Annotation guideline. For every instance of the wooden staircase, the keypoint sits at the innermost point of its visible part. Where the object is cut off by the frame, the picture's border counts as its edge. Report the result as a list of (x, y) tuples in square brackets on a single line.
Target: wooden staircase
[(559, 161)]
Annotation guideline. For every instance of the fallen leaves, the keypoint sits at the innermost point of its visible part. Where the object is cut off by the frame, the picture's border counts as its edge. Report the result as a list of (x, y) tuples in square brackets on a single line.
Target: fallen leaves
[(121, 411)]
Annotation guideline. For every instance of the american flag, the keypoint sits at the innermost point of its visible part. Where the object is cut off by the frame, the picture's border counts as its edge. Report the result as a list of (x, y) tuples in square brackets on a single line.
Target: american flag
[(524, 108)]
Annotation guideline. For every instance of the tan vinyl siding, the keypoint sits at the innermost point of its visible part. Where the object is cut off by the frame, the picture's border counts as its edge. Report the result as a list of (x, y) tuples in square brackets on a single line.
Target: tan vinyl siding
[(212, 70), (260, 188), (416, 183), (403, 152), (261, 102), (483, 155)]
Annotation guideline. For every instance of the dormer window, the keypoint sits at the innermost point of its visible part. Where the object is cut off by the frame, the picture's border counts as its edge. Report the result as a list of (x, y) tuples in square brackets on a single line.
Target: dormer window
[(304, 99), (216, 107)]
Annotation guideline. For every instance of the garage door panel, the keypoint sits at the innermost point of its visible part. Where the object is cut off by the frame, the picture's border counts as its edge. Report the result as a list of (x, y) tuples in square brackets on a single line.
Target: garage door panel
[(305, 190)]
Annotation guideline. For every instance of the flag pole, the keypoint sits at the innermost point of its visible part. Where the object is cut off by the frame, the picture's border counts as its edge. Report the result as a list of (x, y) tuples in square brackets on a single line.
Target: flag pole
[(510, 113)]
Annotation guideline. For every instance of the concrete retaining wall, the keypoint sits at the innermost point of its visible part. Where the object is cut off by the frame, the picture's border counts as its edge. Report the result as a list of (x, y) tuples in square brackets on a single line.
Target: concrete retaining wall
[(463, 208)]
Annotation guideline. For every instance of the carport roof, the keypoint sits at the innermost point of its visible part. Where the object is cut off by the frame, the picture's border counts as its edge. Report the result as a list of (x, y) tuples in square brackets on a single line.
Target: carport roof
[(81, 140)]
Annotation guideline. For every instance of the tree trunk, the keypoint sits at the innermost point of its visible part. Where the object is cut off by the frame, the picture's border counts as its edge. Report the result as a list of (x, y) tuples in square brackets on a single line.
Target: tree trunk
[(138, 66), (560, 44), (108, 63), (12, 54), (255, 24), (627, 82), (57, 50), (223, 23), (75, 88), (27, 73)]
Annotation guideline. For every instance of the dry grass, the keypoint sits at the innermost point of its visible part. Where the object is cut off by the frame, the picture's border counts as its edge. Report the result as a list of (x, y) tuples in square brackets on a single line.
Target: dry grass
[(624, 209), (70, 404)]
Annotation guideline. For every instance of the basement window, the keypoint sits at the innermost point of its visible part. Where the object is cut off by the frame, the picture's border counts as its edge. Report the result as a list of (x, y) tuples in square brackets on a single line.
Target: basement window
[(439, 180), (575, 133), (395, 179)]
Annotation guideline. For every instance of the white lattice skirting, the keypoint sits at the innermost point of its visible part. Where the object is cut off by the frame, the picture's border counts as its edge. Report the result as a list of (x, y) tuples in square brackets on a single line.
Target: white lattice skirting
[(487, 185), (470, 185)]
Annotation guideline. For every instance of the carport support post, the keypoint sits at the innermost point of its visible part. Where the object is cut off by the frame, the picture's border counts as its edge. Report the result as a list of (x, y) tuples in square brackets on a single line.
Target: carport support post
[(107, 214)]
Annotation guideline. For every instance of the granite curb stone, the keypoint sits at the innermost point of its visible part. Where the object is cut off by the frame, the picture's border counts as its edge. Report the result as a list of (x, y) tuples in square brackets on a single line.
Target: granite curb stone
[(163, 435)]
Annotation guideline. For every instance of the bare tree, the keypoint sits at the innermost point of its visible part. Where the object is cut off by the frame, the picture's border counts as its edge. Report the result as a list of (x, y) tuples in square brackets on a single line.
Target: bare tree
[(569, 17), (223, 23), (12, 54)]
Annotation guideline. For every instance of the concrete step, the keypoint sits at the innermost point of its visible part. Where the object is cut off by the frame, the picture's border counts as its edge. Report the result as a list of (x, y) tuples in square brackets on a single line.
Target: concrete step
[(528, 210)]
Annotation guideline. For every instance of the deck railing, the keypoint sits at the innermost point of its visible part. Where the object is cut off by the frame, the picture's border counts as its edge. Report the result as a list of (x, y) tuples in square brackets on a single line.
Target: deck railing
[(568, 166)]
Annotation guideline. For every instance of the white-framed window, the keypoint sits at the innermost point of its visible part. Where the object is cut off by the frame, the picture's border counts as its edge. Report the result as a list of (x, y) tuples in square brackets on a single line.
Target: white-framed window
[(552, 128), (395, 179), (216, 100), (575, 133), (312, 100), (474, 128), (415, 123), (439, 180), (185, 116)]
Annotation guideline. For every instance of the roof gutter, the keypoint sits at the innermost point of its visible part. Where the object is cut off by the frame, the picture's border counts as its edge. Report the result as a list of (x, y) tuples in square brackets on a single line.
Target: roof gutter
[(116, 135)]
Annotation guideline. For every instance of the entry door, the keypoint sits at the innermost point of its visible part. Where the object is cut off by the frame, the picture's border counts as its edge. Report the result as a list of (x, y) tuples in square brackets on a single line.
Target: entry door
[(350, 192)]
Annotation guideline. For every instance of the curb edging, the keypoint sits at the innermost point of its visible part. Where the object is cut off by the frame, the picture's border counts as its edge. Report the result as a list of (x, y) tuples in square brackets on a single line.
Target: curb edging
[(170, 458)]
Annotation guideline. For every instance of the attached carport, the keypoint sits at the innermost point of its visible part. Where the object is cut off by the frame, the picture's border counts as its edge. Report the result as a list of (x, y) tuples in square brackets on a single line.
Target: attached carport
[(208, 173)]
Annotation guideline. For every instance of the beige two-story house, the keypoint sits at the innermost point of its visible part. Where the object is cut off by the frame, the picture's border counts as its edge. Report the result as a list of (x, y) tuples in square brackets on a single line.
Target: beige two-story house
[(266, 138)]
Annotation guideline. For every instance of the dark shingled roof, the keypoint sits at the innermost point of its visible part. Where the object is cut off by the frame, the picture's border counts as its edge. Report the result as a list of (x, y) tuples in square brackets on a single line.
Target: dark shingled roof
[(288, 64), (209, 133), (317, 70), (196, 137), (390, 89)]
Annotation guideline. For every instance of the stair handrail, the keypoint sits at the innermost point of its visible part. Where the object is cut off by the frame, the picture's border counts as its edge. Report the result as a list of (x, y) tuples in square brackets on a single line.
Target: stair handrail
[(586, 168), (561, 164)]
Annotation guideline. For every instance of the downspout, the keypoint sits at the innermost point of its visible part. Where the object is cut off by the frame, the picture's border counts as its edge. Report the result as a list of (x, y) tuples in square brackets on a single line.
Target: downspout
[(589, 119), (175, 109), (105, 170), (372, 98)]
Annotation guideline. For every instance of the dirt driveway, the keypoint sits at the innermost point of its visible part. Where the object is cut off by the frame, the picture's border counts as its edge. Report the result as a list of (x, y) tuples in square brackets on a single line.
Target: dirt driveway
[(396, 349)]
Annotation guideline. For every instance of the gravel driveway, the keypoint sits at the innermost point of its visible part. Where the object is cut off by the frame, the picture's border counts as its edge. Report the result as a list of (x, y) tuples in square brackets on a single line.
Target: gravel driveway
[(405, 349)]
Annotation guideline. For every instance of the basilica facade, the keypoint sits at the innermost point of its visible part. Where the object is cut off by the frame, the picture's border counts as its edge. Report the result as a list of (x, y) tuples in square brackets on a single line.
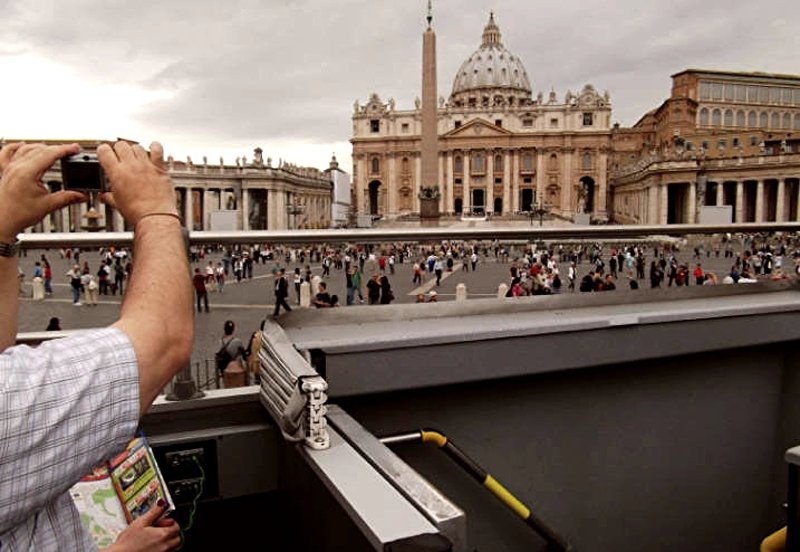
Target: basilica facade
[(501, 150)]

════════════════

### Exercise requirements
If a line holds an image, leave the image out; retype everything else in the entries exactly.

### Response below
Annotation guideline. For every instance of the wooden staircase, the keypoint sits at the innermost point of its visible part. Where the object is cut off by the frame, the picture's border counts as its edge. Report the result as a list of (x, y) tuples in square brackets on a single line.
Target: wooden staircase
[(559, 161)]
Annotation guideline. For every instance of the fallen leaves, the keypoint sits at the innermost point of its visible part. Where the object is cut off by the frame, the picture's border counts as its edge. Report the result as a list of (x, y) tuples in square brackets on a single line.
Target: fallen leaves
[(121, 411)]
Annotation guideline. For every instance of the american flag, the keypoint sits at the innermost point of its visible part. Where the object is cut off by the frame, the picture's border counts as its edge. Report the result as a list of (x, y) tuples in square brackets on a single line.
Target: american flag
[(524, 108)]
Annotation guideline. For every instance of the tan vinyl siding, the keypoint sits at the innermost point of its visible part. Where the object is cut off by the frame, the picture's border counts as its edge. Report the result as a list of (x, y) tuples in square brackets on a single line.
Target: tan vinyl siding
[(212, 70), (260, 188), (416, 183), (403, 152), (261, 102), (483, 155)]
Annotation guideline. For every instance of the dormer window, the keypoint sits at the innermost point of its visible part. Where the object is cut off by the frame, the picture's border counts as its edge. Report the result as a list of (x, y) tuples in square brackets on a single line.
Target: dormer window
[(304, 99), (216, 107)]
Annotation guideline. For every instance of the garage door panel, the keypoint sits at the innermost point of its visible part. Where the object is cut off by the frame, the picture's border counts as its edge. Report the result as a list of (x, y) tuples in square brackets on a single line.
Target: garage door panel
[(305, 190)]
Annotation guideline. For every instance of the flag pole, the keypoint sits at the innermost point of its visible part. Where the object is cut off by the frame, the picture's border counts as its edge. Report the result as a list of (x, y) tuples in square brackets on a single line.
Target: flag pole
[(510, 113)]
Annotation guideline. For every instance of the concrete retaining wall, the keypoint sits at the innermost point of its visible part. Where the object is cut off by the frame, the picture's border counts as its edge. Report the result as a list of (x, y) tuples in square brackets on a single line.
Target: concrete retaining wall
[(463, 208)]
Annotation guideline. For every instance of the carport roof, the keypoint sits at the innermost point of its visible part. Where the object is cut off by the frame, the picture's border counts as its edge. Report the result as a list of (x, y) tuples in square brackets on a single line.
Target: carport roof
[(81, 140)]
Annotation guideline. For every instance of the tree trunk, the keypoint sits at the innermost point of its visible part. Where the object is cut off by the frame, the picture's border counts as its edge. Report the result as a list of (x, y) tuples in square brackets on a single line.
Target: tree trunk
[(138, 66), (560, 44), (108, 63), (12, 54), (255, 24), (627, 82), (57, 50), (223, 23), (75, 88), (27, 73)]
Annotation guideline. For every instance of the dry grass, the keypoint sits at the innermost point of its visible part. Where the object is cut off by the frame, the picture's border counts as its edge. Report the result as a list of (x, y) tuples in square brackets on a single line.
Target: dry grass
[(624, 209), (70, 404)]
Annotation guideline. For every instance of the basement window, the keypoint sits at the innermost point of its visible part. Where the object is cut off by the frame, the picture's border counts as its edge. Report the result as a list of (x, y) tuples in square brackets on a single line.
Target: basement window
[(439, 180), (575, 133), (395, 179)]
Annotation guideline. For every instance of the white lattice skirting, the keypoint sits at the innermost point of its visible part. Where the object is cut off by the frame, the picture's border counts as its edge. Report the result as a list of (x, y) tuples in square brackets on a single line.
Target: white lattice skirting
[(487, 185), (470, 185)]
Annotation guideline. For every instance of the carport support post, the keypoint sits at the innermost point of its visible part. Where the object is cut off by the frame, the picture's border counts as its edge. Report the result as a list of (x, y) tuples in square brackets on a single line.
Target: carport support post
[(107, 214)]
Annotation guideline. For every instance of the granite curb stone, the keypoint sits at the innermost point of its visible part. Where the object is cut off by the frame, the picture's border counts as its edge. Report the result as a list of (x, y) tuples in square brackets on a single line.
Target: granite curb stone
[(163, 435)]
Annotation guideline. For every instance of the bare tree, the keypoint sits at the innermost point of its visible part. Where the object is cut off by the frame, the picture's border counts as its edge. Report the result as a list of (x, y) tuples in square brackets on a single line.
Target: bare tree
[(569, 17), (223, 23), (12, 54)]
Annotation guideline. For every instance of the concrete step, the keypoint sits at the innermost point of its visible part. Where the object is cut off by the frame, the picture's border counts as its edge. Report the result as a list of (x, y) tuples in square brackets on a single line.
Target: concrete step
[(528, 210)]
Annotation guideline. For every instance of the deck railing, the keypoint sits at the innermost point of its visible part. Where the object is cut off by the frame, the picture's border counts as its edge. Report the result as a list of (x, y) tuples in square brackets on a single line.
Target: deck railing
[(568, 166)]
Annotation guideline. For every instance of the white-framed window, the keypoint sits at the innermost point of its visible part. Where the object is cut off by the frame, the picture's border counts as its edge. Report the result as a list of (x, y) tuples in square brackets on a single line.
Target: white-framed window
[(552, 128), (395, 179), (216, 100), (575, 133), (312, 100), (474, 128), (415, 123), (439, 180), (185, 116)]
Annotation guideline. For every instance of the roof gutter, the keypoint sits at the innermost point of its visible part. Where the object is cut off by the frame, the picture's border counts as its edge. Report the result as a list of (x, y) tuples in square brackets on a single line.
Target: roof gutter
[(116, 135)]
Annotation guideline. For every instance of the entry door, the keypoint sits at the innermost point of its visible part. Where the object is cut off by the frame, the picture's border counts as its edge. Report the result as a list of (x, y) tuples in square brackets on a single line.
Target: entry door
[(350, 192)]
Annotation guideline. For every instance of the curb edging, the keypoint sits at the innermost point of its visible part. Where the object is cut off by the frame, the picture's border counts as its edge. Report the result as a list of (x, y) tuples in square brackets on a single line.
Target: curb edging
[(170, 458)]
Annotation guideline. For every instance of the attached carport, the keypoint sits at the innermost point of its visible part. Where the object is cut off by the frame, the picture's border counts as its edge. Report the result as a list of (x, y) tuples in square brackets on a single line.
Target: attached carport
[(208, 173)]
Annotation guideline. For every instance of the beige two-story house, the keypoint sits at the innermost point of its visible part. Where the object is cut off by the frame, the picture's border counts as its edge. Report the result as a list of (x, y) tuples in square brackets on a single line.
Target: beige two-story house
[(266, 138)]
Annotation guideline. For every instance of the dark shingled roof, the keypoint sits at the innermost point of its visible part. Where the object is cut off by the frame, the picture's border counts as its edge. Report the result as a list of (x, y) tuples in square brackets on a single line.
Target: dark shingled roof
[(288, 64), (209, 133), (317, 70), (196, 137), (390, 89)]
Annotation guideline. For every instance of the stair handrail, the keypoint sits at the innermost point of its visible part. Where the object is cut off by the frame, the picture's border counts as its edge. Report the result as a list of (x, y) tuples in square brackets on a single line.
Target: stair handrail
[(586, 168), (561, 164)]
Annotation guideline. For every instance of the downspout, the keypoint sits at the innermost point of its visible part. Where the object is cut off by the frame, the picture's border counts as its edge. Report the result as a list of (x, y) tuples in square brackets on a single line.
Target: downspout
[(589, 119), (175, 109), (105, 170), (372, 98)]
Annotation guideline. For every instance of the dirt driveway, the keypoint sits at the innermost point of its visible part. Where the object is cut off by the frame, the picture's border counts as its edge. Report the result as a list of (x, y) tuples in square brackets on a single line.
Target: dirt driveway
[(396, 349)]
Annotation guideline. For every instance of the gravel driveway, the keypoint sits at the innermost point of its visible part. Where the object is cut off by the frame, the picture's border counts as its edge. Report the result as a list of (x, y) tuples in square brackets on a single line.
Target: gravel driveway
[(405, 349)]
Annotation guideline. For every instance of the basilica facade, the keypoint sits at the innermost point of its visible part. Where the object is cut off by the frame, the picture's border counts as its edge. Report the result as a list of (x, y) tuples in square brackets on a single line.
Target: basilica facade
[(501, 150)]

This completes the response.